--- Begin Passage shown ---

Rihanna alleged through her attorneys that the defendants drained her of millions while she launched four national and international tours over a five-year period.
By the "Last Girl on Earth" tour in 2009, she'd learned that the tour had managed "significant net losses" despite robust revenues, while the defendants had managed to pocket 22 percent of the tour's total revenues while paying Rihanna just 6 percent of revenues, the lawsuit said.
Who the heck has her accountants manage her concert tour? They work for you, Rihanna. You don't work for them.
The suit says that Berdon's unusual accounting practice of paying itself a percentage of gross tour income as commissions (yeah, it's insane) left it no incentive to "counsel" Rihanna to reduce expenses or put in place appropriate financial controls.
Tattle, in fact, has long been looking for a business in which we could take a large percentage of the revenue but have no responsibility for any losses.
Rihanna's lawyers also blamed the accounting firm for an ongoing IRS audit of her tax returns, saying that she was forced to spend significant resources to correct errors resulting from negligence.
On the plus side, at least she filed returns.
Since firing the firm and its accountants in September 2010, Rihanna's fortunes have reversed enough that she's actually worth a fortune, the suit said. Her "Loud" tour stretching from June 2011 to December 2011 produced a net profit equal to more than 40 percent of total tour revenues, it added.
And now we get to the sad, moral lesson — why athletes and entertainers have so much in common when it comes to getting ripped off. According to the suit, Rihanna hired Berdon in 2005 when she was a 16-year-old launching her career. Who, aside from everyone, knows better than a 16-year-old what to look for in an accountant. She probably figured a Berdon the hand . . .
The suit also blamed the company for Rihanna's 2009 purchase of a $6.9 million hillside home in L.A., saying competent business managers would have told her that her tour was losing money and that it would not be advisable to buy such an expensive home at that time.

--- End Passage shown ---

■ Problem to solve: In the passage on Rihanna's lawsuit, what percentage of the tour's total revenues did the defendants pocket on the "Last Girl on Earth" tour?

--- Begin Listing ---

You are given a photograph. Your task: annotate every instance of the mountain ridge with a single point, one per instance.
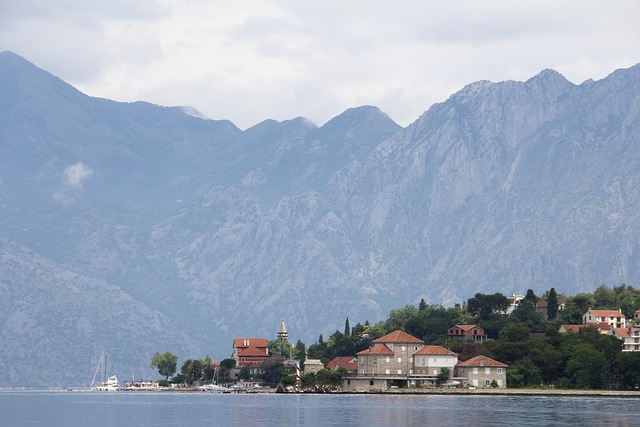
(222, 233)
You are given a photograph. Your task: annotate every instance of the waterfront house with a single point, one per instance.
(630, 337)
(482, 371)
(400, 360)
(312, 365)
(467, 332)
(613, 318)
(391, 354)
(250, 352)
(432, 359)
(348, 363)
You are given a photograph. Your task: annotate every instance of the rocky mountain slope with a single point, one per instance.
(181, 233)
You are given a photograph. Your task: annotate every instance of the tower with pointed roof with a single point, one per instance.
(282, 332)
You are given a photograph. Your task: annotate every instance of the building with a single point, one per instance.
(250, 352)
(391, 354)
(432, 359)
(282, 334)
(613, 318)
(630, 337)
(514, 301)
(467, 332)
(481, 371)
(349, 364)
(399, 360)
(312, 365)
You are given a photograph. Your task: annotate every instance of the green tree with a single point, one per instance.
(226, 365)
(531, 297)
(443, 376)
(192, 371)
(552, 307)
(629, 367)
(166, 363)
(271, 371)
(523, 373)
(587, 367)
(484, 305)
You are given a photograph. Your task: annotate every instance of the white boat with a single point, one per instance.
(212, 387)
(104, 384)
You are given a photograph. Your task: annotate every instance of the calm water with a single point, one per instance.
(173, 409)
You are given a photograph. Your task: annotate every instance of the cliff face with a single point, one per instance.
(142, 228)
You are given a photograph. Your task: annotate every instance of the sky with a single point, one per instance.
(247, 61)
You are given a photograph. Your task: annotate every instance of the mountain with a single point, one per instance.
(195, 232)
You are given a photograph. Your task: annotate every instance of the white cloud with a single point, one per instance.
(255, 59)
(72, 183)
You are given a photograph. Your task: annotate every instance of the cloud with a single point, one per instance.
(73, 183)
(257, 59)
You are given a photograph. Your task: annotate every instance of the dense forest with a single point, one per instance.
(526, 339)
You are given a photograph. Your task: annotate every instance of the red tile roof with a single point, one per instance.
(436, 349)
(346, 362)
(376, 349)
(482, 361)
(398, 336)
(606, 313)
(253, 351)
(250, 342)
(573, 328)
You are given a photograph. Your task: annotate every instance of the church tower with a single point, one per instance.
(282, 332)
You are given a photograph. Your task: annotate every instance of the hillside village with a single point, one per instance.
(513, 349)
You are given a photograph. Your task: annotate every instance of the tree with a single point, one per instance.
(552, 307)
(629, 366)
(191, 371)
(226, 365)
(484, 305)
(531, 297)
(444, 375)
(165, 363)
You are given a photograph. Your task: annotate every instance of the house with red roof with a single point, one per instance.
(467, 332)
(613, 318)
(348, 363)
(432, 359)
(250, 352)
(401, 360)
(629, 335)
(482, 371)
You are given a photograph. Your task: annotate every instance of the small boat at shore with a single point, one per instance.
(100, 380)
(212, 388)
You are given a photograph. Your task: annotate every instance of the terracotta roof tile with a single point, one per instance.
(482, 361)
(398, 336)
(253, 351)
(376, 349)
(250, 342)
(435, 349)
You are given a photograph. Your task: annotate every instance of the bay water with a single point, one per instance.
(84, 409)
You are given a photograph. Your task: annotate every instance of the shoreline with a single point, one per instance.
(505, 392)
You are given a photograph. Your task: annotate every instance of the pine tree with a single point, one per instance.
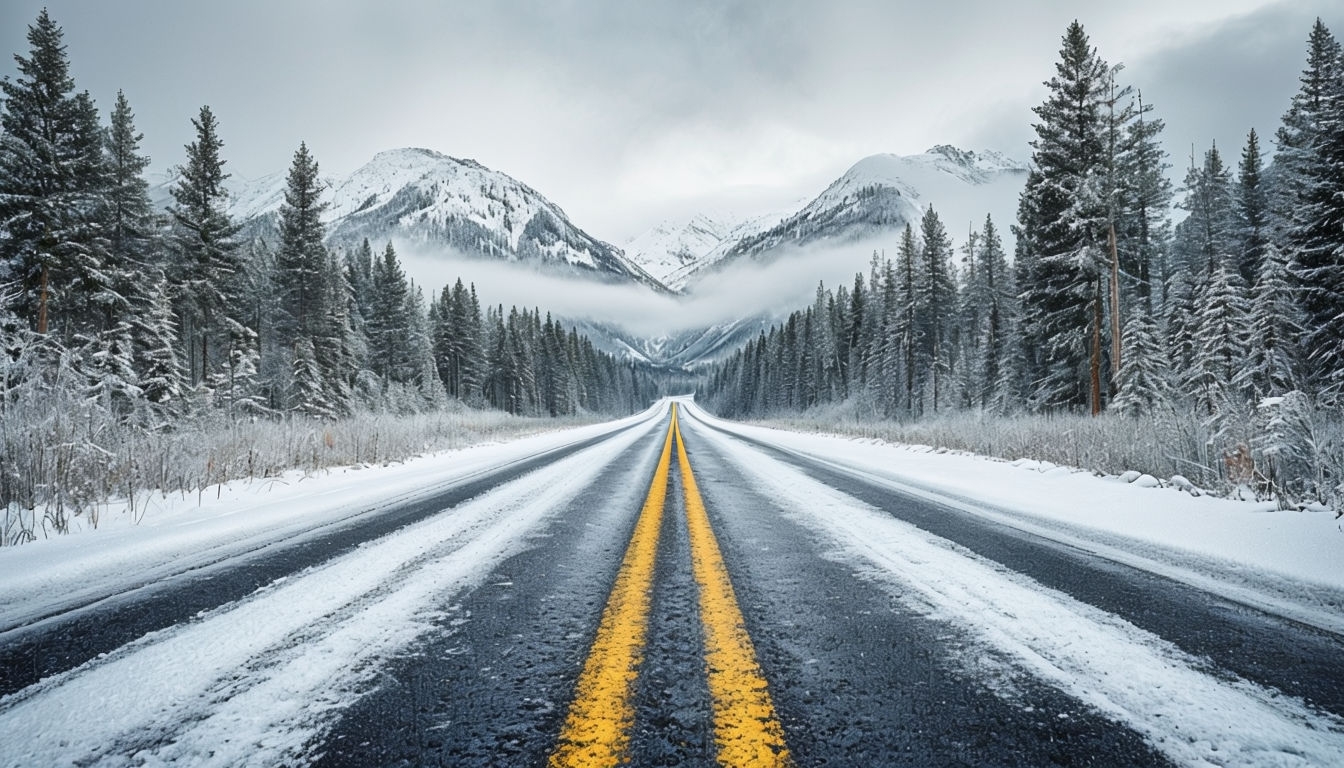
(1145, 229)
(1207, 238)
(1059, 223)
(1276, 328)
(996, 297)
(156, 354)
(1221, 339)
(307, 392)
(389, 324)
(1315, 230)
(206, 254)
(53, 187)
(1253, 226)
(1145, 373)
(301, 257)
(1303, 128)
(936, 303)
(108, 367)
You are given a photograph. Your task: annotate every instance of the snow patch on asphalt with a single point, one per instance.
(1122, 671)
(257, 682)
(1284, 562)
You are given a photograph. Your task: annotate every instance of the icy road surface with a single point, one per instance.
(675, 589)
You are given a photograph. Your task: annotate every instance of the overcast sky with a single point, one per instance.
(626, 113)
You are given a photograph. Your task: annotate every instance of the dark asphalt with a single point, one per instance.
(856, 677)
(69, 639)
(1278, 653)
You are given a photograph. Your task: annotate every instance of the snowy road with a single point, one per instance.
(669, 596)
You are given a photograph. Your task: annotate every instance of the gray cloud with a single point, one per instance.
(625, 113)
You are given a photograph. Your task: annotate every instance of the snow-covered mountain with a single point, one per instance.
(429, 198)
(672, 246)
(425, 197)
(885, 193)
(871, 202)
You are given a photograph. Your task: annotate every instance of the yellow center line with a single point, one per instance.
(597, 729)
(746, 729)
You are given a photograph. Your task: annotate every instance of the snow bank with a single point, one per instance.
(1281, 561)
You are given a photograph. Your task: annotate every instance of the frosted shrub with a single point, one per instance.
(1290, 451)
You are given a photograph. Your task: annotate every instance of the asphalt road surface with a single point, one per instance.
(669, 593)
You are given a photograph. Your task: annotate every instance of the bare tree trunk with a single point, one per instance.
(1114, 311)
(1096, 355)
(42, 303)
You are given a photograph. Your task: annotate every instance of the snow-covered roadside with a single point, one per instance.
(1190, 713)
(180, 533)
(1281, 561)
(257, 681)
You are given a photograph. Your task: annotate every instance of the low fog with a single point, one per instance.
(743, 289)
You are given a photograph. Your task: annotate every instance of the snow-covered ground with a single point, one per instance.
(1284, 561)
(179, 533)
(256, 682)
(1015, 626)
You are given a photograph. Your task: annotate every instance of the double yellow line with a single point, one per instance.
(597, 731)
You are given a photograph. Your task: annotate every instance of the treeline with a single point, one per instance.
(153, 318)
(1235, 314)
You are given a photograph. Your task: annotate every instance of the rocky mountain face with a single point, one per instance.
(872, 201)
(425, 197)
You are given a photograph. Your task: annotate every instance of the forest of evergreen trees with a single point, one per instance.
(1235, 314)
(143, 319)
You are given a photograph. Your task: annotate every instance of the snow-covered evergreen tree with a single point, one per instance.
(156, 351)
(1059, 223)
(1253, 222)
(1315, 238)
(53, 194)
(1145, 373)
(1219, 340)
(1208, 234)
(206, 256)
(389, 323)
(1144, 229)
(1276, 328)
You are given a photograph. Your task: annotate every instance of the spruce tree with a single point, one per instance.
(1219, 342)
(996, 296)
(1207, 238)
(156, 351)
(1145, 371)
(1315, 233)
(936, 303)
(1253, 226)
(1059, 223)
(301, 257)
(1303, 128)
(1276, 330)
(389, 323)
(53, 187)
(207, 258)
(1147, 227)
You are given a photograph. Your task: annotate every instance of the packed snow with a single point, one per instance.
(1191, 714)
(179, 533)
(1280, 561)
(257, 681)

--- End Listing ---

■ Final result: 22 percent.